- Stated exercise:
Rewrite the data from the line with "the seed pod?" up to and including the line with "Please mark the region of the seed pod.", changing "seed pod" to "pine cone" and leaving everything else as it is.

── Records to use

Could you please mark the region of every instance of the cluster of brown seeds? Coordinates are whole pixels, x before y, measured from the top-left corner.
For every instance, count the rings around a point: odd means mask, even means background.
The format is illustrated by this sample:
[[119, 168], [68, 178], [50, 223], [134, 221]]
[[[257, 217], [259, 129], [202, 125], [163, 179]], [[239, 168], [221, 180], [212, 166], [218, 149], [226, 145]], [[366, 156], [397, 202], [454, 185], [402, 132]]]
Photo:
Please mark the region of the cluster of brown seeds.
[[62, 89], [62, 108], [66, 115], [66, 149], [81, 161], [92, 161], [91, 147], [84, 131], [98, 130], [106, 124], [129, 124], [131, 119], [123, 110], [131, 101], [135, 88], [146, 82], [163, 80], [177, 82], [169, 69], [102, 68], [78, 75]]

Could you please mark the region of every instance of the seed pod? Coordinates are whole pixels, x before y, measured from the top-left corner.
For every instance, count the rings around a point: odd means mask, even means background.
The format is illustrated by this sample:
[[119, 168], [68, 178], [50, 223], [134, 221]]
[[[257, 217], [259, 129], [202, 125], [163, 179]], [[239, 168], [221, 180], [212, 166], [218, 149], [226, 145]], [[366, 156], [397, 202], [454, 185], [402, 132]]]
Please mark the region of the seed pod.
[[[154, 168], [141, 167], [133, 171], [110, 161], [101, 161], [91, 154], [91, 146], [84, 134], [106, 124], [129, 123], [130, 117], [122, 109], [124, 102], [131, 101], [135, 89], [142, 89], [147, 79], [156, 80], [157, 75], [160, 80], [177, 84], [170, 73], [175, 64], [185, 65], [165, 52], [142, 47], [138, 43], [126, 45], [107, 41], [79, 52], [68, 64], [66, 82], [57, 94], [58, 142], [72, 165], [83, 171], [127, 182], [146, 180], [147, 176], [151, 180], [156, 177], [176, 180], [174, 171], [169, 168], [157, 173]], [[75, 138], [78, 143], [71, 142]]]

────

- Response:
Could you please mark the region of every instance of the pine cone? Coordinates are whole pixels, x before y, measured from the top-left corner.
For every instance, count the rings around a point: odd means mask, even means background.
The format is illustrated by this sample:
[[119, 168], [68, 178], [50, 223], [134, 221]]
[[[257, 217], [259, 129], [202, 125], [163, 179]], [[239, 168], [221, 180], [212, 166], [218, 149], [226, 145]], [[366, 156], [397, 202], [454, 185], [402, 132]]]
Please mark the region of the pine cone.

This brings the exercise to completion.